▶ DESCRIPTION OF THE TASK
The full listing is to be written out again, unchanged.
....................
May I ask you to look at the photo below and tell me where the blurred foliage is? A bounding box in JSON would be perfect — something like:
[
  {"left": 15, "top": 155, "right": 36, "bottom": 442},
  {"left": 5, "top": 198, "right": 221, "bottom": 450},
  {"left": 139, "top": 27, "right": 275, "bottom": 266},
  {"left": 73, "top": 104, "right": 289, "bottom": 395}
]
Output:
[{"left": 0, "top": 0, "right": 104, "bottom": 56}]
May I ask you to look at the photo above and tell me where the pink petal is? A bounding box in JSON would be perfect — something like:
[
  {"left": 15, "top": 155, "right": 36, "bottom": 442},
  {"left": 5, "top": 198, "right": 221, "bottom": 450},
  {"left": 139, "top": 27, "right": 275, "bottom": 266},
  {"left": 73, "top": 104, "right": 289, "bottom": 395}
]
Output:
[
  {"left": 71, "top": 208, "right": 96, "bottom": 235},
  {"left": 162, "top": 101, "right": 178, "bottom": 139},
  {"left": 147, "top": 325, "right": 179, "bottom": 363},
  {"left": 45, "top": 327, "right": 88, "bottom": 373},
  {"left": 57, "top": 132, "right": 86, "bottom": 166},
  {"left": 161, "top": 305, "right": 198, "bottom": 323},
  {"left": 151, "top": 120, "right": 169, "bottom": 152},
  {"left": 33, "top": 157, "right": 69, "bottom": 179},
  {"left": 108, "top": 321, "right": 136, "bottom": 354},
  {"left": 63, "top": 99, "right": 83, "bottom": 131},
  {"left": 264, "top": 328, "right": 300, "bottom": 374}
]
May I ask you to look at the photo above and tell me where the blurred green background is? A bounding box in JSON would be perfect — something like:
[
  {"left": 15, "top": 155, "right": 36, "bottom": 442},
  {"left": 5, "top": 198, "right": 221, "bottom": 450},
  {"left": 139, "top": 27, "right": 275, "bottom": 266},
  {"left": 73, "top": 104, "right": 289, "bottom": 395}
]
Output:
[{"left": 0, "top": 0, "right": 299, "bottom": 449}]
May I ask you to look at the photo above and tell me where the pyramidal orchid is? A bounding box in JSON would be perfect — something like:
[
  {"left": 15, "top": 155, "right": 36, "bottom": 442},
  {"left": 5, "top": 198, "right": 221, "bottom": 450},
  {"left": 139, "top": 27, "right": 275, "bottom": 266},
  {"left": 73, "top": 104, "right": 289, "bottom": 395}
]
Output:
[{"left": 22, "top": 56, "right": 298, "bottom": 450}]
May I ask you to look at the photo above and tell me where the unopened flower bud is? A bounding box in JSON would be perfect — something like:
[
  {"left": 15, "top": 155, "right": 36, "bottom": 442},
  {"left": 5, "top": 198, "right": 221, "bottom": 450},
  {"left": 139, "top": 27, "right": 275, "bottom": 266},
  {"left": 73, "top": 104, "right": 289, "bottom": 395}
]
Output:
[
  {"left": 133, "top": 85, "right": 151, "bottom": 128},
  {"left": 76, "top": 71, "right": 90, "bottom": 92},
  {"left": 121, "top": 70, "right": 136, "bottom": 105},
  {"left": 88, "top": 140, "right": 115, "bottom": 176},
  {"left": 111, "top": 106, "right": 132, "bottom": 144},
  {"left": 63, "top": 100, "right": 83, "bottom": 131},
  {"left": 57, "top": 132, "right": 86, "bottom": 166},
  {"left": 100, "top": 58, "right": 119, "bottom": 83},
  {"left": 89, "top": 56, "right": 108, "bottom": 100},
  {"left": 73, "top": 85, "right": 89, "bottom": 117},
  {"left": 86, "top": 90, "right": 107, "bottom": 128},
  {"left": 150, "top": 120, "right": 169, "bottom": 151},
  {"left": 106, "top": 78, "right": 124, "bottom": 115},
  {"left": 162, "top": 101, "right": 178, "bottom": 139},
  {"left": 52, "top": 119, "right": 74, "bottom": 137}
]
....................
▶ ANSWER AREA
May I ask you to look at the photo below and tell me where the blurred foliage is? A bounding box in JSON would be perfect — something like:
[
  {"left": 15, "top": 155, "right": 36, "bottom": 442},
  {"left": 5, "top": 198, "right": 221, "bottom": 450},
  {"left": 139, "top": 27, "right": 275, "bottom": 266},
  {"left": 73, "top": 104, "right": 289, "bottom": 395}
]
Output:
[{"left": 0, "top": 0, "right": 104, "bottom": 56}]
May I ask you to look at the photo above and tell me where the pink petal is? A bounding box in JSON would be perfect — something like:
[
  {"left": 15, "top": 155, "right": 36, "bottom": 442},
  {"left": 5, "top": 198, "right": 221, "bottom": 450},
  {"left": 139, "top": 27, "right": 275, "bottom": 266},
  {"left": 73, "top": 104, "right": 289, "bottom": 395}
]
Output:
[
  {"left": 71, "top": 208, "right": 96, "bottom": 235},
  {"left": 162, "top": 101, "right": 178, "bottom": 139},
  {"left": 147, "top": 325, "right": 179, "bottom": 363},
  {"left": 45, "top": 327, "right": 88, "bottom": 373},
  {"left": 57, "top": 132, "right": 86, "bottom": 166},
  {"left": 161, "top": 305, "right": 198, "bottom": 323},
  {"left": 151, "top": 120, "right": 169, "bottom": 152},
  {"left": 33, "top": 157, "right": 69, "bottom": 179},
  {"left": 108, "top": 321, "right": 136, "bottom": 354},
  {"left": 63, "top": 99, "right": 83, "bottom": 131},
  {"left": 264, "top": 328, "right": 300, "bottom": 374}
]
May I ask you to look at the photo above and tell me where the blurred green background is? A bounding box in JSON would be perfect — something like:
[
  {"left": 15, "top": 155, "right": 36, "bottom": 442},
  {"left": 5, "top": 198, "right": 221, "bottom": 450},
  {"left": 139, "top": 27, "right": 275, "bottom": 266},
  {"left": 73, "top": 104, "right": 289, "bottom": 395}
]
Output:
[{"left": 0, "top": 0, "right": 299, "bottom": 449}]
May I ask you to look at the photo above and tell me where the pyramidal orchid is? A bounding box in JSON would be perfect — something like:
[
  {"left": 15, "top": 155, "right": 36, "bottom": 442},
  {"left": 5, "top": 198, "right": 221, "bottom": 450},
  {"left": 139, "top": 27, "right": 275, "bottom": 266},
  {"left": 73, "top": 104, "right": 289, "bottom": 395}
]
Output:
[{"left": 22, "top": 56, "right": 298, "bottom": 450}]
May I ask you to look at the photo above and tell me where the unopened flower bud is? A bounding box in JSON would be perfect — something like:
[
  {"left": 15, "top": 155, "right": 36, "bottom": 442},
  {"left": 5, "top": 198, "right": 221, "bottom": 450},
  {"left": 139, "top": 27, "right": 275, "bottom": 266},
  {"left": 73, "top": 104, "right": 289, "bottom": 395}
]
Output:
[
  {"left": 133, "top": 85, "right": 151, "bottom": 128},
  {"left": 76, "top": 71, "right": 90, "bottom": 92},
  {"left": 121, "top": 70, "right": 136, "bottom": 105},
  {"left": 88, "top": 140, "right": 115, "bottom": 176},
  {"left": 111, "top": 106, "right": 132, "bottom": 144},
  {"left": 63, "top": 100, "right": 83, "bottom": 131},
  {"left": 57, "top": 132, "right": 86, "bottom": 166},
  {"left": 100, "top": 58, "right": 119, "bottom": 83},
  {"left": 89, "top": 56, "right": 108, "bottom": 100},
  {"left": 73, "top": 85, "right": 89, "bottom": 117},
  {"left": 86, "top": 90, "right": 107, "bottom": 128},
  {"left": 150, "top": 120, "right": 169, "bottom": 151},
  {"left": 106, "top": 78, "right": 124, "bottom": 115},
  {"left": 162, "top": 101, "right": 178, "bottom": 139},
  {"left": 52, "top": 119, "right": 74, "bottom": 137}
]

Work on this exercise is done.